#### [What this task involves]
Nothing but the lines holding the string "moose" should appear in the answer. Copy them from the entries.

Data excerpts
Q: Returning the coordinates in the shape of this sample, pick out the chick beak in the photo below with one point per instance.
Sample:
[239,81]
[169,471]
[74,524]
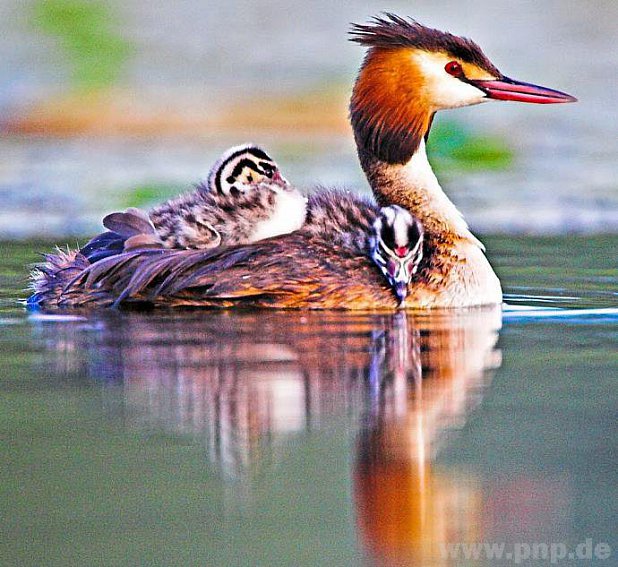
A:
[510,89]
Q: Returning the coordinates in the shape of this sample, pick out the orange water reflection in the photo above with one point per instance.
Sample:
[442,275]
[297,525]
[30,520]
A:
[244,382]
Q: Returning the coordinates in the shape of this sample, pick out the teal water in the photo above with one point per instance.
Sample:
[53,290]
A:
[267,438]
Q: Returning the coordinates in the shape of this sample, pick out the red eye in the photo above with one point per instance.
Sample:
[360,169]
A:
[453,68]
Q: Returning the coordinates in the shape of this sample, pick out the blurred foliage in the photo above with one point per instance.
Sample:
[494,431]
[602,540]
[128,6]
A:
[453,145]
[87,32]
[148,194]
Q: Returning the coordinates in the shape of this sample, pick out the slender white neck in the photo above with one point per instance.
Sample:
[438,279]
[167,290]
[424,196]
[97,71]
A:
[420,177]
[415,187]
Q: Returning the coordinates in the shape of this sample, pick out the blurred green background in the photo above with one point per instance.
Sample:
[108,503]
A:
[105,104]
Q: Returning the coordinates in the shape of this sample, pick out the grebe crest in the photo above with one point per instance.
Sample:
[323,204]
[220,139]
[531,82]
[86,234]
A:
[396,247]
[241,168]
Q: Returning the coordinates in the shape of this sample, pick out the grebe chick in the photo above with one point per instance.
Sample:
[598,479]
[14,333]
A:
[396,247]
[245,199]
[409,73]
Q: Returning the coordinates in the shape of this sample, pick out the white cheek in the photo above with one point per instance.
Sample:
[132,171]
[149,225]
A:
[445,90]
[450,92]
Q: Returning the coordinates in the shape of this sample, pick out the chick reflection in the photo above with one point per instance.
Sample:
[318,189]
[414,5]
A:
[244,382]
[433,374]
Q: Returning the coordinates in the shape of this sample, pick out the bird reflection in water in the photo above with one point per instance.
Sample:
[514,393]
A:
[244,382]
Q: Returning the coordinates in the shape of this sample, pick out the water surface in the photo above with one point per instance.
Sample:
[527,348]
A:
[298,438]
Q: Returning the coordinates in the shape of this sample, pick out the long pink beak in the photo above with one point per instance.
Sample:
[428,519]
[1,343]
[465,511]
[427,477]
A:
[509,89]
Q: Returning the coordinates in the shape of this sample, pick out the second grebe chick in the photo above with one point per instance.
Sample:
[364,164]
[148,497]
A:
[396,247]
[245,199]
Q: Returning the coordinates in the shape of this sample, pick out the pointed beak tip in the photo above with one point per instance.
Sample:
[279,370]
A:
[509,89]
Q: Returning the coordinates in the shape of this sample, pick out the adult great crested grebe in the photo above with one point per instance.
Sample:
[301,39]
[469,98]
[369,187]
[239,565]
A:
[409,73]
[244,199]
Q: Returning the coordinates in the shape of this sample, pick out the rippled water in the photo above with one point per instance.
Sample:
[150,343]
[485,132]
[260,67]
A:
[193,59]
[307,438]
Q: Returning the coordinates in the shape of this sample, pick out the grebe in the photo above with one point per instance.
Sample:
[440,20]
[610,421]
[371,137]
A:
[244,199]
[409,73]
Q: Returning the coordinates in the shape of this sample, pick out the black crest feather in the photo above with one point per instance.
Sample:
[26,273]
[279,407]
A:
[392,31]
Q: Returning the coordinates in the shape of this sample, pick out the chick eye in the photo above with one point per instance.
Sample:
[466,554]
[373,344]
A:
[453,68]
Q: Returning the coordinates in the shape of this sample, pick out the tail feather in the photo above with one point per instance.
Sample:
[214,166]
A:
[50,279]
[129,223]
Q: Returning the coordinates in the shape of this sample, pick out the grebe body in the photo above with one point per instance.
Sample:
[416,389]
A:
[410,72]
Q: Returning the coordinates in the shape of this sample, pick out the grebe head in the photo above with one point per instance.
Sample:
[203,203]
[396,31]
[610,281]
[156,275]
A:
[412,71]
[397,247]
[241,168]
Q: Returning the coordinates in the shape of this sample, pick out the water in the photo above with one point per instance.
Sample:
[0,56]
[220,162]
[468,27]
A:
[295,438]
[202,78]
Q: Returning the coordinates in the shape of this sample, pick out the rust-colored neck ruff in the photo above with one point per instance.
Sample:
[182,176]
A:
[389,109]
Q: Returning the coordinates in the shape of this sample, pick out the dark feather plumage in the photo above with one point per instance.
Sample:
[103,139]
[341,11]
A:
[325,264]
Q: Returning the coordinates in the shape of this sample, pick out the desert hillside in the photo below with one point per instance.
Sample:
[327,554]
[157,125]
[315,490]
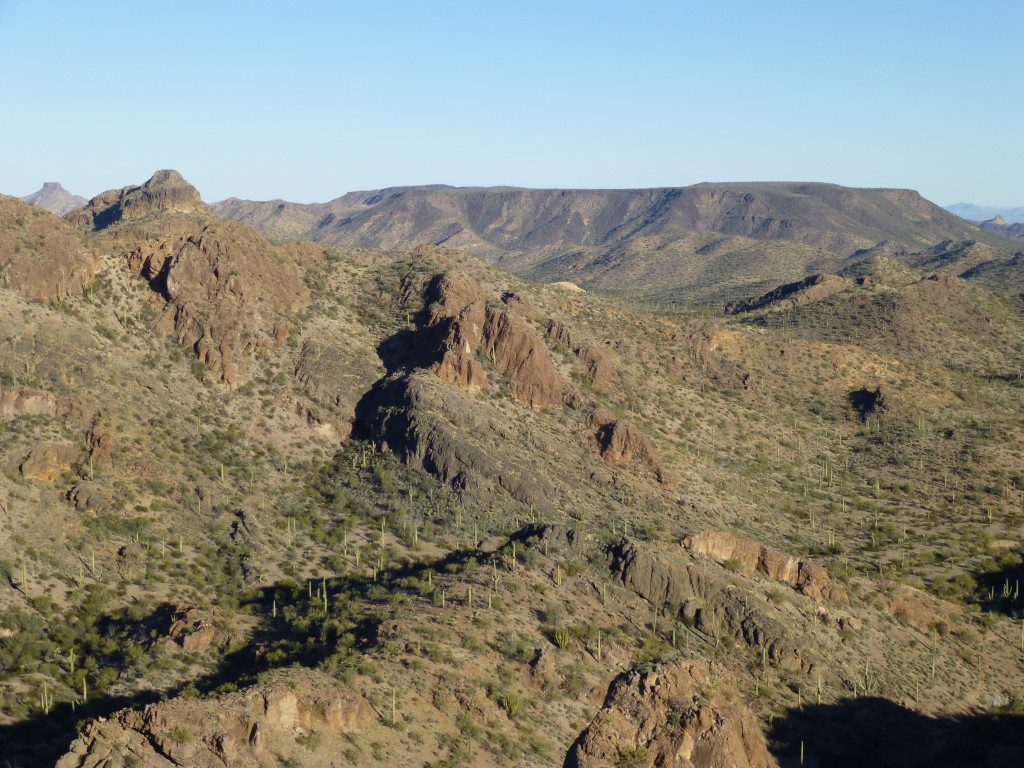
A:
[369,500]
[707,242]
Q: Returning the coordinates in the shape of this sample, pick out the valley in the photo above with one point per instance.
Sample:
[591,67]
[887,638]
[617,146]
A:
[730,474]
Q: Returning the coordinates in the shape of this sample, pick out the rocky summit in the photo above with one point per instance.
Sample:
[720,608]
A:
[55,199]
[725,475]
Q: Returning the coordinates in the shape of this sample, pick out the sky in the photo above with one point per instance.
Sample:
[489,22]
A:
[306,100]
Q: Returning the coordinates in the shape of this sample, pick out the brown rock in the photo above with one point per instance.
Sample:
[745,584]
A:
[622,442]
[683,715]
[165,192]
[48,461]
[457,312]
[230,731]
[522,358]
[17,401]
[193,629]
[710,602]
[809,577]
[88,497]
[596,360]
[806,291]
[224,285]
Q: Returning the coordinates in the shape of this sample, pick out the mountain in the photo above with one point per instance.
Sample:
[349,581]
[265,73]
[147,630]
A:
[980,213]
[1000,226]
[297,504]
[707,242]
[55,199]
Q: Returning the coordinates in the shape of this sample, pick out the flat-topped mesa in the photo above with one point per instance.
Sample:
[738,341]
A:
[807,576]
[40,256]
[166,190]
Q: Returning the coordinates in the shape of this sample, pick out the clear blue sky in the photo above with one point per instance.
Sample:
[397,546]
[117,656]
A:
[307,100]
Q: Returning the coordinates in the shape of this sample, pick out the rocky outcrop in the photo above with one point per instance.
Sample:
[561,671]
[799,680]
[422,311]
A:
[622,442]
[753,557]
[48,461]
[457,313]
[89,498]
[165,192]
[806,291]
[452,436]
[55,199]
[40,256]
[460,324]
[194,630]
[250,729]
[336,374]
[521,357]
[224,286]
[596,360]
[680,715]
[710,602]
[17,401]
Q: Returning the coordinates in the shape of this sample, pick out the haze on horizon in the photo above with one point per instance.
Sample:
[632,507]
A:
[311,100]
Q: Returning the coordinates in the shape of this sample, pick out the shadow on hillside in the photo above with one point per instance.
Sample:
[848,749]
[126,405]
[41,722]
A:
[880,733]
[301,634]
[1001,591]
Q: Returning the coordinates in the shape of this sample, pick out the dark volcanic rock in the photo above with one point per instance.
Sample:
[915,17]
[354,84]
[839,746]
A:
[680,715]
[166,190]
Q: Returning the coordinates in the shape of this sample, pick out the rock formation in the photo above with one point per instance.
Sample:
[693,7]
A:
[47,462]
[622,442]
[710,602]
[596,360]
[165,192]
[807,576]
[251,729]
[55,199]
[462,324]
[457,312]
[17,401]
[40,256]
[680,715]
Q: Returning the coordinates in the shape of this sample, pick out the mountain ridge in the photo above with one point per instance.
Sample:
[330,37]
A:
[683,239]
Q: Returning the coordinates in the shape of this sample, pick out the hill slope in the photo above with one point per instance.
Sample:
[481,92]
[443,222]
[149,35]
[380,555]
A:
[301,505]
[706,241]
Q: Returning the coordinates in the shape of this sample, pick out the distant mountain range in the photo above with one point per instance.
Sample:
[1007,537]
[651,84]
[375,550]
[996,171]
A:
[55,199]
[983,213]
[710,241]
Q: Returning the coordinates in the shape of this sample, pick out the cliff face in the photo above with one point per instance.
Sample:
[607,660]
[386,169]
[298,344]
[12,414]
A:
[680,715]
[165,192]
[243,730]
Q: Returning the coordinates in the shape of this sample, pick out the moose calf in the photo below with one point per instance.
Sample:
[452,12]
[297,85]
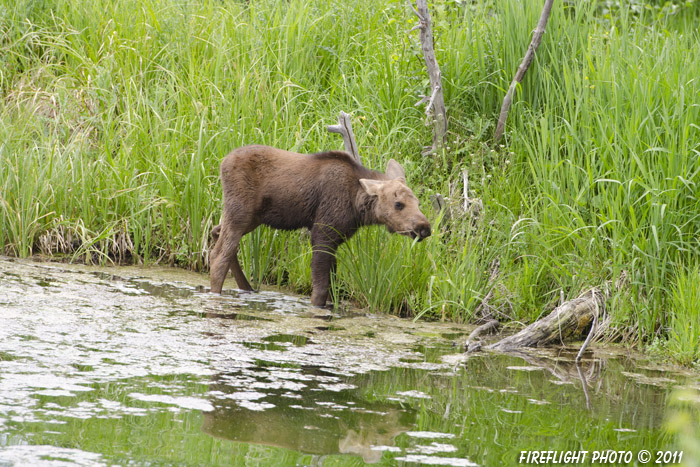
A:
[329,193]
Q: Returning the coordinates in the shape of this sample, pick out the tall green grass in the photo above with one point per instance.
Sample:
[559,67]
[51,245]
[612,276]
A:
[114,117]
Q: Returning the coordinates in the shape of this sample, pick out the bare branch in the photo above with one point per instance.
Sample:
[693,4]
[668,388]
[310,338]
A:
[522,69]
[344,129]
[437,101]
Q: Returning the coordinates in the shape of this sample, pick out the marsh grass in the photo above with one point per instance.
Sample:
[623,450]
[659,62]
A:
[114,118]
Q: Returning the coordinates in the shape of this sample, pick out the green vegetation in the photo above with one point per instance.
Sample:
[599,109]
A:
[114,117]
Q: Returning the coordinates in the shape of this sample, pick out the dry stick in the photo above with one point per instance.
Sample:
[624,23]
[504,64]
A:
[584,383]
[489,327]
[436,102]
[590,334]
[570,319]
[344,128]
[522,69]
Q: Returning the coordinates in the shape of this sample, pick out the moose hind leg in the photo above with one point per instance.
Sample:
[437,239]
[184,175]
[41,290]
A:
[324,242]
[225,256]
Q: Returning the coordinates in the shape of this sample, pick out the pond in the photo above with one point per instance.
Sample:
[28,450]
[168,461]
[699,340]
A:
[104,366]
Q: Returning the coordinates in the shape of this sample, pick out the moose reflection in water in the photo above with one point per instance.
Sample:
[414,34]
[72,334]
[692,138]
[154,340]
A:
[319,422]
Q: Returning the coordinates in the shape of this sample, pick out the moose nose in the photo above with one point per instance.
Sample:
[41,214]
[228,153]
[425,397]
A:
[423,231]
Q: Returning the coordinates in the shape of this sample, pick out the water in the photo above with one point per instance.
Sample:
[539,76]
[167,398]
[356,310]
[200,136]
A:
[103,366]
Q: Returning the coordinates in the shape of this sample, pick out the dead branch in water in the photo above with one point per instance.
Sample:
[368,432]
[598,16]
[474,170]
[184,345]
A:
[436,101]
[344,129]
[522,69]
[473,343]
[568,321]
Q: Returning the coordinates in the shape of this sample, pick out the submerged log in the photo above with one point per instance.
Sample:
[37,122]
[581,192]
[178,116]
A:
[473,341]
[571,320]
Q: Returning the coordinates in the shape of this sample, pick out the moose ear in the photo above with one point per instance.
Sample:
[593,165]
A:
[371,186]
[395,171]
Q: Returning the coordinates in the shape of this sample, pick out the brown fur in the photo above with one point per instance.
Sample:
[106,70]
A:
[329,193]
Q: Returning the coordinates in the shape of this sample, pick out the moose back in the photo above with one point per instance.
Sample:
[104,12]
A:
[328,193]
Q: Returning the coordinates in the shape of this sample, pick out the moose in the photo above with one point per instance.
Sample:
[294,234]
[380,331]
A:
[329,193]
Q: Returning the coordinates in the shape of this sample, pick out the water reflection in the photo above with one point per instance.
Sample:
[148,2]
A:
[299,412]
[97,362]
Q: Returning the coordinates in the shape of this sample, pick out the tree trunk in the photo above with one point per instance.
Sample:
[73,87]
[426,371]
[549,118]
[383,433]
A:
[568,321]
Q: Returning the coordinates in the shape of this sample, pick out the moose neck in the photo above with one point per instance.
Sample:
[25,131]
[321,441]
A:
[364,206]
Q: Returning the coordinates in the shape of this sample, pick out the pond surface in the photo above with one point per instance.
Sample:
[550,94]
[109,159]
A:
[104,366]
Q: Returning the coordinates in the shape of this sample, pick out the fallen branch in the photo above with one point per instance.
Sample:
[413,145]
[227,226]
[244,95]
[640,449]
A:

#### [Solution to this problem]
Q: Returning the coordinates in the shape of this sample, pick out the moose calf in the photo below with one point per instance.
Q: Returning the coordinates in the shape of this sample, pick out the moose hind leg in the photo above with one point per instance.
Q: Returning the coordinates in the shape of this sample, pick out the moose reflection in water in the photo above with one point per instance.
Q: Returning the coordinates in the shape of this sample, pick out the moose nose in the photo above with one point per instance.
Q: Returning the coordinates in the shape of this sample, pick out the moose ear in the photo above with one point per instance.
Q: Returning the coordinates in the shape of this sample, pick out the moose back in the photo above with one point per instance.
Q: Returning the coordinates in the shape of this sample, pick out the moose in the photo above with one point per instance.
Q: Returning the coordinates in the shape of this sample, pick out the moose neck in the photo above with one point per instance.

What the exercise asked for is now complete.